%%
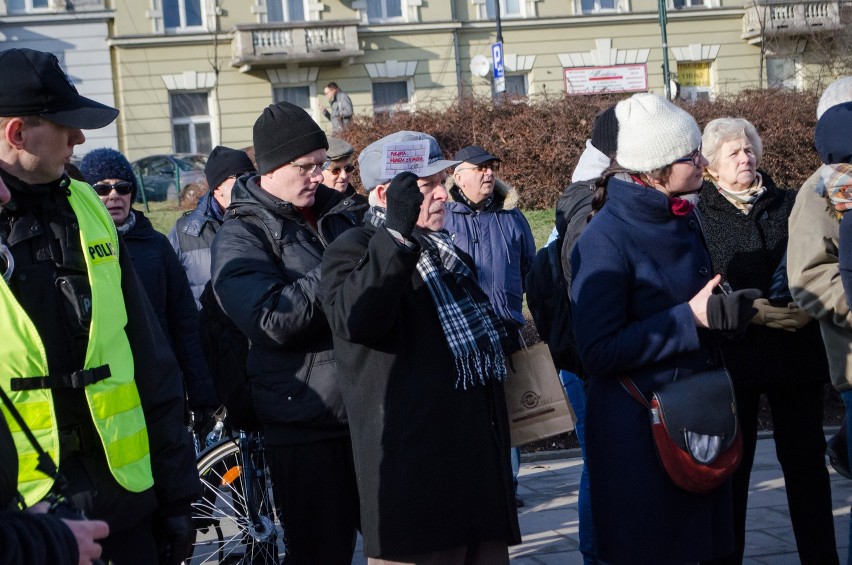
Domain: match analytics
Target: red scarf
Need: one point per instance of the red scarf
(678, 206)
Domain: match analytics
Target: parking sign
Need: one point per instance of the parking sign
(499, 76)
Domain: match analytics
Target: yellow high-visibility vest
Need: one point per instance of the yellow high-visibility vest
(114, 401)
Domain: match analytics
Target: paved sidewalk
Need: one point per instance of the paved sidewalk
(549, 519)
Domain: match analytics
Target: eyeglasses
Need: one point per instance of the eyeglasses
(122, 187)
(482, 167)
(336, 170)
(695, 157)
(310, 168)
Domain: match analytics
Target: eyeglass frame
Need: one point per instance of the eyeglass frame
(349, 168)
(695, 157)
(316, 169)
(122, 188)
(482, 167)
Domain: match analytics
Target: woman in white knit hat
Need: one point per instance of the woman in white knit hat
(642, 286)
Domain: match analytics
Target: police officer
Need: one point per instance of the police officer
(82, 355)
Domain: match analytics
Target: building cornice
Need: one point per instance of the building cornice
(170, 40)
(57, 17)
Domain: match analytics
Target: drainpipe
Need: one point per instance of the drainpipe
(456, 50)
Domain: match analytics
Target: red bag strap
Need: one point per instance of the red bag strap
(634, 391)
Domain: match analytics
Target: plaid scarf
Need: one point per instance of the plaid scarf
(470, 326)
(835, 185)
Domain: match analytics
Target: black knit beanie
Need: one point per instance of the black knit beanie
(285, 132)
(605, 132)
(225, 162)
(105, 163)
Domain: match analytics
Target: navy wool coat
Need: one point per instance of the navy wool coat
(635, 268)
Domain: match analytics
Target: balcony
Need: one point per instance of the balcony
(773, 19)
(279, 43)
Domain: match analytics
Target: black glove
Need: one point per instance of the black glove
(731, 312)
(175, 538)
(404, 199)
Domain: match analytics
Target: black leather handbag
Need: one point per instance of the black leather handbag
(695, 428)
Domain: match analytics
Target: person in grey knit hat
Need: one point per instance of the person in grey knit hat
(266, 276)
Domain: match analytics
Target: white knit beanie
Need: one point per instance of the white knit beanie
(653, 132)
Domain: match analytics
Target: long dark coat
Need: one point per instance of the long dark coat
(747, 250)
(635, 268)
(432, 461)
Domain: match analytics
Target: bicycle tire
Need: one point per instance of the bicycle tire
(224, 531)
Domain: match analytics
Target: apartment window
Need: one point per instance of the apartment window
(508, 9)
(783, 72)
(298, 95)
(181, 14)
(598, 6)
(390, 96)
(679, 4)
(191, 122)
(285, 10)
(384, 9)
(516, 85)
(24, 6)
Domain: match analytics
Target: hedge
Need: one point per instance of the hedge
(541, 140)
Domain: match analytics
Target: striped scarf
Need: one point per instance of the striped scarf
(472, 329)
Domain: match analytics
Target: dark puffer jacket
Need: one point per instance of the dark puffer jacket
(747, 250)
(168, 290)
(266, 268)
(191, 238)
(499, 239)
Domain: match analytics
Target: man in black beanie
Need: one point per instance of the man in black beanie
(266, 273)
(192, 234)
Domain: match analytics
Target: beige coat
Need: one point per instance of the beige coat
(815, 278)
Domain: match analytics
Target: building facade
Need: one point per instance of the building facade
(190, 74)
(78, 37)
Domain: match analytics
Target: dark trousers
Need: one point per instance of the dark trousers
(797, 411)
(317, 497)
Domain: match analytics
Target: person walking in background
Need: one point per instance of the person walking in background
(80, 340)
(159, 270)
(484, 221)
(744, 220)
(421, 370)
(192, 234)
(266, 276)
(642, 307)
(812, 266)
(341, 110)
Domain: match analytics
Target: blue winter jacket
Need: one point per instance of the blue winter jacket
(191, 238)
(500, 241)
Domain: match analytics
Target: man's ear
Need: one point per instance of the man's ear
(13, 133)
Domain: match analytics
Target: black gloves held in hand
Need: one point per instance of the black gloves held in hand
(404, 199)
(731, 312)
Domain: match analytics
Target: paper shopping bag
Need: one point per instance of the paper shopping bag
(535, 400)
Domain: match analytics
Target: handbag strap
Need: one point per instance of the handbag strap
(634, 391)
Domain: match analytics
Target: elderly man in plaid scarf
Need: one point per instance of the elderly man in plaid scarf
(421, 364)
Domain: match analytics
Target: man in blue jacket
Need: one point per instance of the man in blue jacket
(483, 220)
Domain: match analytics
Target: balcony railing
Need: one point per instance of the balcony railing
(771, 19)
(273, 44)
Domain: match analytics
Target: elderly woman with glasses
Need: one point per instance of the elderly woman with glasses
(158, 267)
(340, 168)
(744, 218)
(643, 307)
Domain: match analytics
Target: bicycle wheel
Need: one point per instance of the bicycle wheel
(235, 519)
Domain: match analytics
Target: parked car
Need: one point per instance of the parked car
(163, 177)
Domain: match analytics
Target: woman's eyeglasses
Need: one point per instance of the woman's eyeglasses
(122, 187)
(336, 170)
(695, 157)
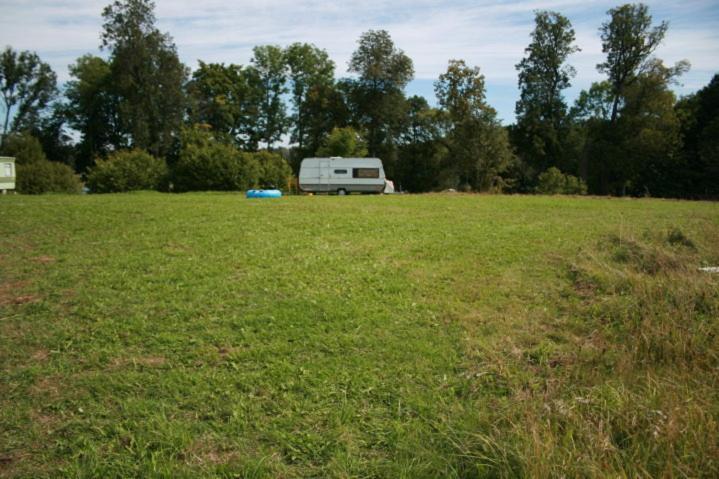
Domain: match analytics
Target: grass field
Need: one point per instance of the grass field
(402, 336)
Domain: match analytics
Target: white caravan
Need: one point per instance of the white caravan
(342, 175)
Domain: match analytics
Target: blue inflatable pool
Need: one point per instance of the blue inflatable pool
(264, 193)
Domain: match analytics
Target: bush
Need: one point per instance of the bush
(275, 172)
(554, 182)
(42, 176)
(34, 173)
(24, 147)
(205, 163)
(127, 170)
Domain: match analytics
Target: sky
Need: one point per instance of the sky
(485, 33)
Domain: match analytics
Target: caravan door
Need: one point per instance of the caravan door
(324, 175)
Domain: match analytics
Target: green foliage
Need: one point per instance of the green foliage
(377, 97)
(628, 39)
(92, 109)
(227, 98)
(127, 170)
(27, 86)
(311, 73)
(24, 147)
(45, 176)
(270, 68)
(206, 163)
(543, 74)
(346, 142)
(421, 152)
(479, 150)
(699, 119)
(554, 182)
(274, 171)
(146, 76)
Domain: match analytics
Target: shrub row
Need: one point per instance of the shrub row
(554, 182)
(204, 163)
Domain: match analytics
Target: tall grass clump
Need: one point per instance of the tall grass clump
(632, 389)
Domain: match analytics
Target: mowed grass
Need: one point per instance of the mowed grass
(408, 336)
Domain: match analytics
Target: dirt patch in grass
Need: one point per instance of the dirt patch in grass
(47, 386)
(11, 293)
(205, 451)
(44, 259)
(148, 361)
(41, 355)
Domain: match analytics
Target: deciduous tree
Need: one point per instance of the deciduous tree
(27, 86)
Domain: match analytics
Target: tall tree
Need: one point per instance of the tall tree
(543, 75)
(699, 116)
(628, 39)
(228, 99)
(311, 72)
(28, 85)
(384, 71)
(270, 69)
(92, 109)
(146, 75)
(421, 149)
(479, 150)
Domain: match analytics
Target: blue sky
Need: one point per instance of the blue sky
(489, 34)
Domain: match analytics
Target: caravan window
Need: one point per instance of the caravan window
(365, 172)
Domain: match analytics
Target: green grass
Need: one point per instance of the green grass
(401, 336)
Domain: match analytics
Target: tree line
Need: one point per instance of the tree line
(143, 120)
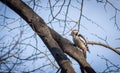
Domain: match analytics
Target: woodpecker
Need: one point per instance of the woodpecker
(79, 41)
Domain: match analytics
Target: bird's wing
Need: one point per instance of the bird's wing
(82, 39)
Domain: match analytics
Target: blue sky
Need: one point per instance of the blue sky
(93, 10)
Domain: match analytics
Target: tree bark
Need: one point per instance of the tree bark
(56, 44)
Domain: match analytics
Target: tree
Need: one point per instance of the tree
(56, 44)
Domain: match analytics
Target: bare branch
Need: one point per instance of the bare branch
(104, 45)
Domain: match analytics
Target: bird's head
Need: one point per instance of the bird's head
(74, 32)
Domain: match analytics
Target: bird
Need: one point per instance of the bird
(79, 41)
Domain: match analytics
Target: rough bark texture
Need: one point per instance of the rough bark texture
(55, 42)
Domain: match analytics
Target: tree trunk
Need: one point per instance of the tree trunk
(56, 44)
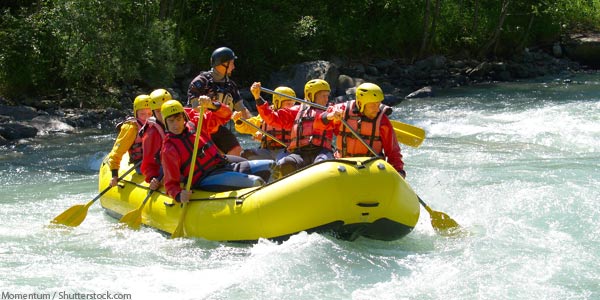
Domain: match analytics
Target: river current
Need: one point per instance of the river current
(517, 165)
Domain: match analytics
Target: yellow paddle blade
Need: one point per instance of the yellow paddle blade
(180, 230)
(408, 134)
(73, 216)
(441, 222)
(133, 219)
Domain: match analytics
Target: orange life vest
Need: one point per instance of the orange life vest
(303, 133)
(135, 151)
(367, 128)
%%
# [WHAT YOU WILL DO]
Copy each line of the entries above that contains the string "tire", matching case exactly.

# [RIGHT ANSWER]
Target: bicycle tire
Need: one point per instance of the bicycle tire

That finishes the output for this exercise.